**Exercise:**
Reproduce the following entries verbatim, without changing any character.

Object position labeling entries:
+ + + + +

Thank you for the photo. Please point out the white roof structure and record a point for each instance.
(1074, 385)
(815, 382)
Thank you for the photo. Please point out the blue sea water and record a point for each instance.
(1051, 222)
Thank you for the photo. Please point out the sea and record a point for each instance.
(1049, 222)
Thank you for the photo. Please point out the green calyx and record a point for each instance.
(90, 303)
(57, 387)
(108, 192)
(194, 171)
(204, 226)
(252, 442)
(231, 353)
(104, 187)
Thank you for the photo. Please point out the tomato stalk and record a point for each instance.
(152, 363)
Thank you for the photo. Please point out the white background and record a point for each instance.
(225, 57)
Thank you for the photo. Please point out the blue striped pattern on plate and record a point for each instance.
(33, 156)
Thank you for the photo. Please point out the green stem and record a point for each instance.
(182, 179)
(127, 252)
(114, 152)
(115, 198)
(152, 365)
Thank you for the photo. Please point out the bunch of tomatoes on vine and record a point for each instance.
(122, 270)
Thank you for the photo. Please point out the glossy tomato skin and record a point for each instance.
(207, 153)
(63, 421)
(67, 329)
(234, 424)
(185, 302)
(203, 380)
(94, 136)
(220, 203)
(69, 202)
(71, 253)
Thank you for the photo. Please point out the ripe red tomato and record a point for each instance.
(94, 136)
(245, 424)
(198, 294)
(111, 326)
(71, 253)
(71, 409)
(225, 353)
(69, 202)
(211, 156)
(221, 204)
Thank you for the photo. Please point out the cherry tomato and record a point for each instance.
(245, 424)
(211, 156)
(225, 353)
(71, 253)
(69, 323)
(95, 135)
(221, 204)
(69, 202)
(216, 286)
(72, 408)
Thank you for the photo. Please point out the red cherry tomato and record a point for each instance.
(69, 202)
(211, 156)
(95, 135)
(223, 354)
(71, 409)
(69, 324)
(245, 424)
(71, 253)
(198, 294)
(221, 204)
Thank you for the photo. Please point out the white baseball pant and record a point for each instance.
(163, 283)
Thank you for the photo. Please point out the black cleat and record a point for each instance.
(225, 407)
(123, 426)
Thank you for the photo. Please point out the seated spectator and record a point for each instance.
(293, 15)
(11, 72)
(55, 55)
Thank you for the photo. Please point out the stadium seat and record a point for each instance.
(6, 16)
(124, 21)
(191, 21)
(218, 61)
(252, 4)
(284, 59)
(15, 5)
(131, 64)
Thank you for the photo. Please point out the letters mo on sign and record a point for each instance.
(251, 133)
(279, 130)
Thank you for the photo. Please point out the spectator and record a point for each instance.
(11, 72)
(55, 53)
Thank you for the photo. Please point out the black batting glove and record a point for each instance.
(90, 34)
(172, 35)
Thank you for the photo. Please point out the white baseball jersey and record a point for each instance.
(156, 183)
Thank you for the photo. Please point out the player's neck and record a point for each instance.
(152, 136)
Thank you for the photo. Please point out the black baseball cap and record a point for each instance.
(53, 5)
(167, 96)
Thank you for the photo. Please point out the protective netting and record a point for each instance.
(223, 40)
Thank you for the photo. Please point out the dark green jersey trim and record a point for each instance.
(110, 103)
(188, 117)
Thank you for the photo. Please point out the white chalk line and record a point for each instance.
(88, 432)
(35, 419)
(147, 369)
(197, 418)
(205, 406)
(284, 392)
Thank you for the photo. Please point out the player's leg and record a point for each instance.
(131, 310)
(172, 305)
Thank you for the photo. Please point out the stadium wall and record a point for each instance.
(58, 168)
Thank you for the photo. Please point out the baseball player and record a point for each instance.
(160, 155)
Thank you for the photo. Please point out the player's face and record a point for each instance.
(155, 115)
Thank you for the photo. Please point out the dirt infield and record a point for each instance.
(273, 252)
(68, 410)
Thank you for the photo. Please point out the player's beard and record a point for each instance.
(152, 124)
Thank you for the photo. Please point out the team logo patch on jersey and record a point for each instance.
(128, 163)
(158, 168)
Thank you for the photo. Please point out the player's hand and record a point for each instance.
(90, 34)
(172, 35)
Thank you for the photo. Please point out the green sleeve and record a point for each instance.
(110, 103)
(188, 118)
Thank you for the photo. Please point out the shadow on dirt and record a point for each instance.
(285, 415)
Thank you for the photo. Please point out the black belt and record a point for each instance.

+ + + + +

**Problem solution:**
Thank you for the photo. Please point out the white roof structure and record a point for each instance.
(1074, 385)
(815, 382)
Thank you for the photo. Please point out the blue sea water and record a point for each instance.
(1051, 222)
Thank you for the photo. Please point out the sea and record a point for each instance.
(1049, 222)
Thank you for the photo. Please point out the green calyx and record a point for each instance.
(90, 303)
(57, 387)
(108, 192)
(194, 171)
(204, 226)
(252, 442)
(231, 353)
(104, 187)
Thank you for the photo. Please point out the tomato stalk and record a point for each instance.
(152, 363)
Thank you for the photo. Please point out the white background and record a point for each instance.
(225, 57)
Thank you for the photo. Please point out the blue striped pattern on plate and record a point for each instance.
(33, 156)
Thank you for the photo. Please point out the green stem and record a point for each instance.
(182, 179)
(127, 252)
(114, 152)
(115, 198)
(152, 365)
Thank you for the photo. Please point out the bunch of tomatoes on vine and record a point for each instance.
(122, 270)
Thank you for the photo. Please point out the glossy tomato skin and record a point for each instance.
(207, 153)
(63, 421)
(67, 329)
(234, 424)
(185, 302)
(203, 380)
(94, 136)
(220, 203)
(69, 202)
(71, 253)
Thank you for the photo. Please point out the ripe red tomato and record a point for each instance.
(94, 136)
(245, 424)
(198, 294)
(111, 326)
(71, 253)
(71, 409)
(225, 353)
(69, 202)
(211, 156)
(221, 204)
Thank you for the photo. Please point out the cherry tomato and record a point for each instance.
(245, 424)
(211, 156)
(225, 353)
(71, 253)
(69, 323)
(95, 135)
(221, 204)
(69, 202)
(216, 286)
(72, 408)
Thank you for the photo. Please point out the red cherry tomato and record a point for each instance.
(69, 202)
(211, 156)
(95, 135)
(223, 354)
(71, 409)
(69, 324)
(245, 424)
(71, 253)
(198, 294)
(221, 204)
Thank you for the photo. Please point out the white baseball pant and record a point for each instance.
(163, 283)
Thank you for the photo. Please point out the black cleat and record a point for each instance.
(225, 407)
(123, 426)
Thank you for the photo. Please point out the seated spectator and record a point for each instance.
(293, 15)
(11, 72)
(55, 55)
Thank you for the photo. Please point out the stadium seat and record a point for each instance.
(6, 16)
(124, 21)
(191, 21)
(218, 61)
(252, 4)
(284, 59)
(15, 5)
(131, 64)
Thank you for the photo. Please point out the letters mo on sign and record a point for each instance.
(251, 133)
(279, 130)
Thank you for the photo. Please point out the spectator and record a point for each instance.
(11, 72)
(55, 53)
Thank you for the photo. Please point out the black batting glove and record a point for each instance.
(90, 34)
(172, 35)
Thank you for the photo. Please point out the white baseball jersey and record a point for each instance.
(156, 183)
Thank you for the photo. Please point out the player's neck and record a point for each instance.
(152, 136)
Thank you for the photo. Please point out the black baseball cap and record a point for each instance.
(53, 5)
(167, 96)
Thank you for the photo. Please point out the protective netting and record a point for each instance.
(223, 40)
Thank you for the photo. Please point out the dark green jersey trim and record a point for each instance.
(110, 103)
(188, 117)
Thank you for the photo. Please point out the white chalk line and record a point for each instance.
(88, 432)
(35, 419)
(147, 369)
(197, 418)
(205, 406)
(284, 392)
Thank you for the photo. Please point out the player's leg and record a point for each instance.
(131, 310)
(172, 305)
Thank you for the photo. Please point out the stadium wall and record a point for each instance.
(58, 168)
Thank you for the photo. Please point out the baseball player and record a point for each instance.
(160, 155)
Thank you for the photo. Please point out the player's face and record a point for each instance.
(155, 115)
Thank you for the photo. Please point out the dirt infield and record a point for each instance.
(273, 252)
(68, 410)
Thank you for the photo. Please point out the player's beard and record a point for each instance.
(152, 124)
Thank you for the photo. Please point out the team logo patch on jersey and record a point for each instance.
(128, 163)
(158, 168)
Thank you for the photo. Please point out the player's hand and record a point for each instance.
(90, 34)
(172, 35)
Thank you for the photo. Please point out the green sleeve and record a point for each instance.
(110, 103)
(188, 118)
Thank you for the photo. Please point out the shadow on dirt and record a point for each instance.
(285, 415)
Thank you for the photo. Please point out the black belt and record a point for each instance.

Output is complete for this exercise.